So says Holy Father Basil the Great:
Tell me, do you seek money and means from a poor man? If he had been able to make you richer, why would he have sought at your doors? Coming for assistance, he found hostility. When searching around for antidotes, he came upon poisons. It was your duty to relieve the destitution of the man, but you, seeing to drain the desert dry, increased his need… And just as farmers pray for rains for the increase of their crops, so you also ask for poverty and want among men in order that your money may be productive to you. Do you not know that you are making an addition to your sin greater than the increase to your wealth, which you are planning from the interest?
And so says his brother, Holy Father Gregory of Nyssa:
Do not live with feigned charity nor be a murderous physician with the pretense to heal for a profit; if you do this, a person trusting in your skill can suffer great harm. Money lending has no value and is rapacious. It is unfamiliar with such trades as agriculture and commerce… Money lending wants everything to be wild and begets whatever has been untilled… Usury’s home is a threshing-floor upon which the fortunes of the oppressed are winnowed and where it considers everything as its own. It prays for afflictions and misfortunes in order to destroy such persons. Money lending despises people contented with their possessions and treats them as enemies because they do not provide money. It watches courts of law to find distress in persons who demand payment and follows tax collectors who are a nest of vultures in battle array prepared for war. Money lending carries a purse and dangles bait as a wild beast to those in distress in order to ensnare them in their need. Daily it counts gain and cannot be satisfied. It is vexed by gold hidden in a person’s home because it remains idle and unprofitable. Usury imitates farmers who immediately plant crops; it takes and gives money without gain while transferring it from one hand to another.
Holy Father Gregory the Theologian, in full agreement with his friends the brothers Basil and Gregory, holds that the usurer
is gathering where he has not sowed and reaping where he has not strawed; farming, not the land, but the necessity of the needy.
Archbishop Saint John Chrysostom preaches against usury with his wonted vigour:
Nothing, nothing is baser than the usury of this world, nothing more cruel. Why, other persons’ calamities are such a man’s traffic; he makes himself gain of the distress of another, and demands wages for kindness, as though he were afraid to seem merciful, and under the cloak of kindness he digs the pitfall deeper, by the act of help galling a man’s poverty, and in the act of stretching out the hand thrusting him down, and when receiving him as in harbour, involving him in shipwreck, as on a rock, or shoal, or reef.
And again:
Of what favour canst thou be worthy? of what justification? who in thy sowing of the earth, gladly pourest forth all, and in lending to men at usury sparest nothing; but in feeding thy Lord through His poor art cruel and inhuman?
Note that again and again in the homilies and writings of the Eastern Fathers we can see at work an agrarian analogy with money, and one at that all the more striking, because the analogy serves to contrast the two. Ss. Basil, Gregory of Nyssa, Gregory of Nazanzius and John Chrysostom all understand perfectly well the wickedness of treating money like seed corn, and they all use the analogy of farming (which they naturally consider an honourable occupation) to highlight the contradistinction. ‘Money doesn’t grow on trees’, or so the old saw goes—but often the hawkers of such platitudes wield them as weapons against the poor and indebted, as a way of upbraiding their laziness, profligacy or other presumed moral flaws.

DATA EXCERPTS
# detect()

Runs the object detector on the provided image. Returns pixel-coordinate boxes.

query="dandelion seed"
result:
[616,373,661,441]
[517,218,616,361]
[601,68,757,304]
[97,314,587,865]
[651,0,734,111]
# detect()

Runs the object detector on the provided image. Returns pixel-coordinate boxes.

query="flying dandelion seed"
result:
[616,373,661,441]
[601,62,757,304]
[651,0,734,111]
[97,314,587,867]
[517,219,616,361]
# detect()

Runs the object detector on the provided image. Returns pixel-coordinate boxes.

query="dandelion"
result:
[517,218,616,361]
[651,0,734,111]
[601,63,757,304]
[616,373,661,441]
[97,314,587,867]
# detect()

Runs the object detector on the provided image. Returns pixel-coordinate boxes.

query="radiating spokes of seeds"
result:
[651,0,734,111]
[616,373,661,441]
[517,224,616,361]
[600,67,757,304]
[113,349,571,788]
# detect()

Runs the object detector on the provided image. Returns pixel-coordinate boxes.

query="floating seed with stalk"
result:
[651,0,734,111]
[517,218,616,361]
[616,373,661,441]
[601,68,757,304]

TASKS
(1) Using the text on usury, decide whether each statement agrees with it: (a) Gregory of Nyssa is Basil's brother; (b) the Fathers regard farming as a dishonorable occupation; (c) Gregory of Nyssa says usury is content with gold kept idle at home. Give yes or no for each, with the deciding words quoted.
(2) In the text on usury, what does Gregory the Theologian say the usurer farms instead of the land?

ANSWERS PROVIDED
(1)
(a) Yes: "And so says his brother, Holy Father Gregory of Nyssa"
(b) No: "the analogy of farming (which they naturally consider an honourable occupation)"
(c) No: "It is vexed by gold hidden in a person’s home because it remains idle and unprofitable."

(2) The necessity of the needy.